§ **What the exercise asks**: When you reach the line that contains "Extract marching guard" in the data below, start reproducing lines exactly, and stop after the line that contains "Extract red tunic".

§ **Data supplied**:
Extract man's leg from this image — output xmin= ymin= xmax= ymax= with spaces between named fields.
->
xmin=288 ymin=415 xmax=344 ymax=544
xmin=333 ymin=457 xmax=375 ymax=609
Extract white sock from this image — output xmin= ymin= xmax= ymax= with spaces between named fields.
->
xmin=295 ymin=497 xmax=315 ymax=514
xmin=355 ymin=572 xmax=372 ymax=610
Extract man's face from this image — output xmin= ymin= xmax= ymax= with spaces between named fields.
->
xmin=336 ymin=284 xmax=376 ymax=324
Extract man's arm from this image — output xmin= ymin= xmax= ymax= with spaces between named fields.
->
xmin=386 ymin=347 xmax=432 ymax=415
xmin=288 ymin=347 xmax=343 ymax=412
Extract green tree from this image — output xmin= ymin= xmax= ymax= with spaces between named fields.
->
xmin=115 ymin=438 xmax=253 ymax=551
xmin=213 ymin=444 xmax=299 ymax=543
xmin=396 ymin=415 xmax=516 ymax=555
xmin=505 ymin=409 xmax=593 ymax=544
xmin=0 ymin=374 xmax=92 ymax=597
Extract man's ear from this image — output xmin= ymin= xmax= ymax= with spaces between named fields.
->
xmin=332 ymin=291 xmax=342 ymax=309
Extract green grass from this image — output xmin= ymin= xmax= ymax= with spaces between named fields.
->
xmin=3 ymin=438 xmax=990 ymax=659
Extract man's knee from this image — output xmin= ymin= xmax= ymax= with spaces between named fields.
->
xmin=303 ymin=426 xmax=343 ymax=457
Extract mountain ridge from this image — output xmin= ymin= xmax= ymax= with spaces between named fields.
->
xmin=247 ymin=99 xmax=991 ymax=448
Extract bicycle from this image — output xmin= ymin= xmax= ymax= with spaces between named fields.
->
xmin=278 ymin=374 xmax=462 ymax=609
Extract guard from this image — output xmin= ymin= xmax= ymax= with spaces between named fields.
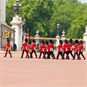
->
xmin=47 ymin=40 xmax=55 ymax=59
xmin=31 ymin=39 xmax=37 ymax=58
xmin=78 ymin=40 xmax=86 ymax=60
xmin=68 ymin=39 xmax=74 ymax=59
xmin=21 ymin=38 xmax=29 ymax=58
xmin=56 ymin=40 xmax=63 ymax=59
xmin=62 ymin=40 xmax=69 ymax=59
xmin=4 ymin=38 xmax=12 ymax=58
xmin=26 ymin=41 xmax=32 ymax=58
xmin=39 ymin=40 xmax=45 ymax=59
xmin=43 ymin=41 xmax=49 ymax=59
xmin=73 ymin=40 xmax=81 ymax=60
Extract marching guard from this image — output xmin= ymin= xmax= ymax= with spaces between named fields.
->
xmin=68 ymin=39 xmax=74 ymax=59
xmin=78 ymin=40 xmax=86 ymax=60
xmin=4 ymin=38 xmax=12 ymax=58
xmin=20 ymin=38 xmax=29 ymax=58
xmin=43 ymin=41 xmax=49 ymax=59
xmin=73 ymin=40 xmax=81 ymax=60
xmin=62 ymin=40 xmax=69 ymax=59
xmin=31 ymin=40 xmax=37 ymax=58
xmin=56 ymin=40 xmax=63 ymax=59
xmin=47 ymin=40 xmax=55 ymax=59
xmin=39 ymin=40 xmax=45 ymax=59
xmin=26 ymin=41 xmax=32 ymax=58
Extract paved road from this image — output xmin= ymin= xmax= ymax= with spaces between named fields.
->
xmin=0 ymin=52 xmax=87 ymax=87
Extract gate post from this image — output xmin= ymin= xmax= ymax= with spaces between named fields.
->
xmin=35 ymin=30 xmax=40 ymax=46
xmin=56 ymin=36 xmax=60 ymax=47
xmin=10 ymin=15 xmax=24 ymax=51
xmin=83 ymin=26 xmax=87 ymax=53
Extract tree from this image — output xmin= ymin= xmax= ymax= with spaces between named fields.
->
xmin=66 ymin=14 xmax=87 ymax=39
xmin=6 ymin=0 xmax=87 ymax=38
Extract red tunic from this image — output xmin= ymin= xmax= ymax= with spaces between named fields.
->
xmin=68 ymin=43 xmax=73 ymax=51
xmin=40 ymin=45 xmax=45 ymax=52
xmin=64 ymin=44 xmax=68 ymax=52
xmin=79 ymin=45 xmax=83 ymax=52
xmin=74 ymin=44 xmax=79 ymax=52
xmin=32 ymin=44 xmax=36 ymax=51
xmin=44 ymin=45 xmax=48 ymax=52
xmin=23 ymin=42 xmax=27 ymax=50
xmin=6 ymin=43 xmax=10 ymax=51
xmin=48 ymin=44 xmax=54 ymax=52
xmin=27 ymin=45 xmax=31 ymax=52
xmin=58 ymin=44 xmax=62 ymax=52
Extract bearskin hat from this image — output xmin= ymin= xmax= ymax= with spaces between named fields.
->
xmin=46 ymin=41 xmax=48 ymax=45
xmin=75 ymin=40 xmax=78 ymax=43
xmin=33 ymin=39 xmax=36 ymax=43
xmin=28 ymin=41 xmax=31 ymax=44
xmin=50 ymin=40 xmax=53 ymax=44
xmin=70 ymin=39 xmax=73 ymax=43
xmin=7 ymin=38 xmax=10 ymax=43
xmin=65 ymin=40 xmax=68 ymax=44
xmin=42 ymin=40 xmax=45 ymax=44
xmin=25 ymin=38 xmax=28 ymax=42
xmin=80 ymin=40 xmax=83 ymax=44
xmin=59 ymin=40 xmax=63 ymax=44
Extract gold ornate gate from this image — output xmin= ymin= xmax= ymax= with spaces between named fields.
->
xmin=0 ymin=23 xmax=15 ymax=51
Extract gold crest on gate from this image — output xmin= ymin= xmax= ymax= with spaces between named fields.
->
xmin=3 ymin=30 xmax=10 ymax=39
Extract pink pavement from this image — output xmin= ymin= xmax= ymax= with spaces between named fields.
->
xmin=0 ymin=52 xmax=87 ymax=87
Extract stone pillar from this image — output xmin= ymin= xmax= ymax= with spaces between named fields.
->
xmin=61 ymin=30 xmax=66 ymax=40
xmin=35 ymin=30 xmax=40 ymax=46
xmin=83 ymin=26 xmax=87 ymax=52
xmin=22 ymin=33 xmax=26 ymax=43
xmin=0 ymin=0 xmax=6 ymax=22
xmin=10 ymin=15 xmax=24 ymax=51
xmin=56 ymin=35 xmax=60 ymax=47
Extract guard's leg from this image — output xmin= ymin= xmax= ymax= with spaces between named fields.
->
xmin=4 ymin=50 xmax=8 ymax=57
xmin=9 ymin=51 xmax=12 ymax=58
xmin=21 ymin=50 xmax=24 ymax=58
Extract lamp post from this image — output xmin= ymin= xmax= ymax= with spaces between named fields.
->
xmin=57 ymin=23 xmax=60 ymax=36
xmin=23 ymin=19 xmax=26 ymax=33
xmin=13 ymin=0 xmax=22 ymax=15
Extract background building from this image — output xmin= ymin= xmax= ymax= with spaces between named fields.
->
xmin=0 ymin=0 xmax=6 ymax=23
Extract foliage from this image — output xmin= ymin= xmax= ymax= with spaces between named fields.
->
xmin=6 ymin=0 xmax=87 ymax=38
xmin=66 ymin=14 xmax=87 ymax=39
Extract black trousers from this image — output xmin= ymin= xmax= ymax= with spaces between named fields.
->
xmin=31 ymin=51 xmax=37 ymax=58
xmin=73 ymin=52 xmax=81 ymax=59
xmin=43 ymin=52 xmax=48 ymax=58
xmin=78 ymin=52 xmax=86 ymax=59
xmin=26 ymin=52 xmax=32 ymax=58
xmin=21 ymin=50 xmax=29 ymax=58
xmin=47 ymin=51 xmax=55 ymax=59
xmin=39 ymin=52 xmax=44 ymax=58
xmin=68 ymin=51 xmax=73 ymax=58
xmin=63 ymin=52 xmax=69 ymax=59
xmin=57 ymin=52 xmax=63 ymax=59
xmin=5 ymin=50 xmax=12 ymax=57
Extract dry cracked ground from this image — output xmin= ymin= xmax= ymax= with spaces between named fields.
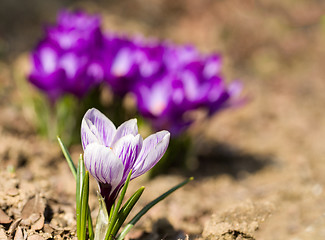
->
xmin=0 ymin=0 xmax=325 ymax=239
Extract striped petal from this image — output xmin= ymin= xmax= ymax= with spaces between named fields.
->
xmin=112 ymin=134 xmax=143 ymax=177
xmin=111 ymin=119 xmax=138 ymax=145
xmin=132 ymin=130 xmax=170 ymax=179
xmin=84 ymin=143 xmax=124 ymax=192
xmin=81 ymin=108 xmax=116 ymax=150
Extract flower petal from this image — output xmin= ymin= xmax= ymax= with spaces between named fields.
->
xmin=111 ymin=119 xmax=138 ymax=145
xmin=132 ymin=130 xmax=170 ymax=179
xmin=81 ymin=108 xmax=116 ymax=150
xmin=112 ymin=134 xmax=143 ymax=177
xmin=84 ymin=143 xmax=123 ymax=192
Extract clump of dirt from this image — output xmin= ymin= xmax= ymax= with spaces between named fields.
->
xmin=0 ymin=171 xmax=77 ymax=240
xmin=202 ymin=201 xmax=274 ymax=240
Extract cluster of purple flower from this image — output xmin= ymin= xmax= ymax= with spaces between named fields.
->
xmin=133 ymin=45 xmax=242 ymax=134
xmin=29 ymin=10 xmax=242 ymax=135
xmin=29 ymin=10 xmax=105 ymax=102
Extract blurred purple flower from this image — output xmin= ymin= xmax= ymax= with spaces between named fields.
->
xmin=135 ymin=75 xmax=192 ymax=135
xmin=103 ymin=36 xmax=165 ymax=96
xmin=46 ymin=10 xmax=103 ymax=52
xmin=134 ymin=48 xmax=242 ymax=136
xmin=81 ymin=108 xmax=170 ymax=209
xmin=29 ymin=10 xmax=105 ymax=102
xmin=163 ymin=45 xmax=202 ymax=71
xmin=29 ymin=41 xmax=104 ymax=102
xmin=28 ymin=9 xmax=243 ymax=135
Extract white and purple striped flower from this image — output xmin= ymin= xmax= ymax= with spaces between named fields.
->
xmin=81 ymin=108 xmax=170 ymax=209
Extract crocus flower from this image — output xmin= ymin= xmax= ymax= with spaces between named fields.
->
xmin=46 ymin=9 xmax=103 ymax=52
xmin=29 ymin=10 xmax=105 ymax=102
xmin=29 ymin=40 xmax=104 ymax=102
xmin=102 ymin=36 xmax=138 ymax=96
xmin=135 ymin=75 xmax=193 ymax=135
xmin=133 ymin=49 xmax=242 ymax=136
xmin=163 ymin=44 xmax=202 ymax=72
xmin=81 ymin=108 xmax=170 ymax=209
xmin=103 ymin=35 xmax=165 ymax=96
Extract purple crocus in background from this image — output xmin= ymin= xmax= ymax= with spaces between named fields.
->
xmin=29 ymin=10 xmax=105 ymax=102
xmin=135 ymin=75 xmax=193 ymax=135
xmin=28 ymin=9 xmax=243 ymax=138
xmin=101 ymin=36 xmax=139 ymax=96
xmin=46 ymin=10 xmax=103 ymax=52
xmin=29 ymin=41 xmax=104 ymax=102
xmin=81 ymin=108 xmax=170 ymax=209
xmin=103 ymin=36 xmax=165 ymax=96
xmin=133 ymin=47 xmax=242 ymax=135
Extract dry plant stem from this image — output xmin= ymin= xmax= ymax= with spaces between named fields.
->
xmin=94 ymin=194 xmax=109 ymax=240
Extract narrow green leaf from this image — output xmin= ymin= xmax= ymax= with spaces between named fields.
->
xmin=94 ymin=193 xmax=109 ymax=240
xmin=76 ymin=158 xmax=82 ymax=239
xmin=77 ymin=155 xmax=87 ymax=239
xmin=110 ymin=187 xmax=145 ymax=237
xmin=88 ymin=207 xmax=94 ymax=240
xmin=57 ymin=136 xmax=77 ymax=179
xmin=116 ymin=224 xmax=133 ymax=240
xmin=109 ymin=203 xmax=115 ymax=221
xmin=80 ymin=171 xmax=90 ymax=240
xmin=57 ymin=138 xmax=93 ymax=239
xmin=79 ymin=154 xmax=86 ymax=186
xmin=106 ymin=170 xmax=133 ymax=240
xmin=117 ymin=177 xmax=193 ymax=240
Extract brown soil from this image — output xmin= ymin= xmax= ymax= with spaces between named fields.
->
xmin=1 ymin=0 xmax=325 ymax=239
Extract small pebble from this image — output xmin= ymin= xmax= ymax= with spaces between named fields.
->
xmin=7 ymin=188 xmax=19 ymax=196
xmin=27 ymin=235 xmax=45 ymax=240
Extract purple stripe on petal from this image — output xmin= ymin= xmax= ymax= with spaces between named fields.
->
xmin=112 ymin=134 xmax=143 ymax=178
xmin=83 ymin=143 xmax=123 ymax=192
xmin=132 ymin=131 xmax=170 ymax=179
xmin=81 ymin=108 xmax=117 ymax=149
xmin=81 ymin=118 xmax=103 ymax=150
xmin=112 ymin=119 xmax=138 ymax=145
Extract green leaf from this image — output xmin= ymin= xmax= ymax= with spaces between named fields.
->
xmin=77 ymin=155 xmax=87 ymax=239
xmin=110 ymin=187 xmax=145 ymax=237
xmin=95 ymin=193 xmax=109 ymax=240
xmin=105 ymin=170 xmax=133 ymax=240
xmin=76 ymin=157 xmax=82 ymax=238
xmin=88 ymin=208 xmax=94 ymax=240
xmin=57 ymin=136 xmax=77 ymax=179
xmin=117 ymin=177 xmax=193 ymax=240
xmin=58 ymin=139 xmax=93 ymax=239
xmin=80 ymin=171 xmax=90 ymax=240
xmin=109 ymin=203 xmax=115 ymax=221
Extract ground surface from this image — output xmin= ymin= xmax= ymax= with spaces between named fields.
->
xmin=1 ymin=0 xmax=325 ymax=239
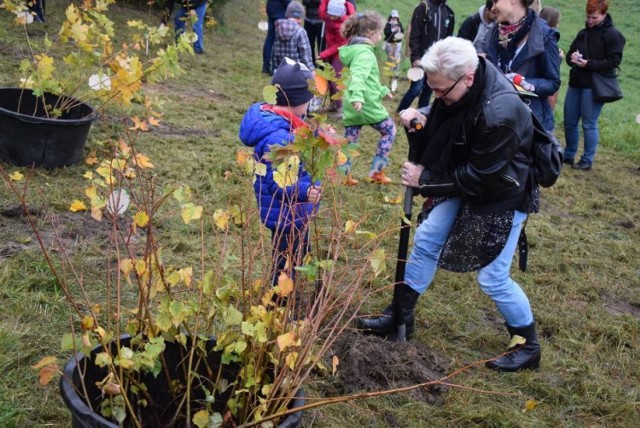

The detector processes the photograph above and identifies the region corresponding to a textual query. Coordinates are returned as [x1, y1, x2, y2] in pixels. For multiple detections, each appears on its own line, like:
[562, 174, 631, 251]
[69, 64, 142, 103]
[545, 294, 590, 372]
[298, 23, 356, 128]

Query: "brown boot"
[344, 174, 359, 186]
[369, 170, 392, 184]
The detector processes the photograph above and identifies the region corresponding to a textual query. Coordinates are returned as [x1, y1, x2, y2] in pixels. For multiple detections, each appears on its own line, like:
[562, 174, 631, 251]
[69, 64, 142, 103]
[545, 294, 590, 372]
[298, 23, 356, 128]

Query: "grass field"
[1, 0, 639, 426]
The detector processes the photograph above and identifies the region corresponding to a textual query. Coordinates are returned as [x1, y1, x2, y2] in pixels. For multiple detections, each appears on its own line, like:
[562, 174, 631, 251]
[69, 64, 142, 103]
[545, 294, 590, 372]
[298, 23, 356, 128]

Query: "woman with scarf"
[358, 37, 541, 372]
[483, 0, 560, 132]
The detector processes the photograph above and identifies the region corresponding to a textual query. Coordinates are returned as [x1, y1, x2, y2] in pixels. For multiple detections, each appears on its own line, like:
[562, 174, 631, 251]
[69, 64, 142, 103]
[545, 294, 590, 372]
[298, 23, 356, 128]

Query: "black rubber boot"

§ **Exercise output**:
Extract marching guard from this image — output xmin= ymin= xmax= ymax= with spaces between named fields.
->
xmin=68 ymin=39 xmax=74 ymax=59
xmin=78 ymin=40 xmax=86 ymax=60
xmin=4 ymin=38 xmax=12 ymax=58
xmin=20 ymin=38 xmax=29 ymax=58
xmin=43 ymin=41 xmax=49 ymax=59
xmin=73 ymin=40 xmax=81 ymax=60
xmin=62 ymin=40 xmax=69 ymax=59
xmin=31 ymin=40 xmax=37 ymax=58
xmin=56 ymin=40 xmax=63 ymax=59
xmin=47 ymin=40 xmax=55 ymax=59
xmin=39 ymin=40 xmax=45 ymax=59
xmin=26 ymin=41 xmax=32 ymax=58
Extract paved road from this image — output xmin= ymin= xmax= ymax= with spaces between named fields.
->
xmin=0 ymin=52 xmax=87 ymax=87
Extract gate post from this image — output xmin= ymin= xmax= ymax= with spaces between named fields.
->
xmin=35 ymin=30 xmax=40 ymax=46
xmin=56 ymin=36 xmax=60 ymax=47
xmin=10 ymin=15 xmax=24 ymax=51
xmin=83 ymin=26 xmax=87 ymax=53
Extract tree from this image — output xmin= ymin= xmax= ymax= with spaces between named fields.
->
xmin=66 ymin=14 xmax=87 ymax=39
xmin=6 ymin=0 xmax=87 ymax=38
Extract red tunic from this image — output xmin= ymin= xmax= ymax= with spaces between named fields.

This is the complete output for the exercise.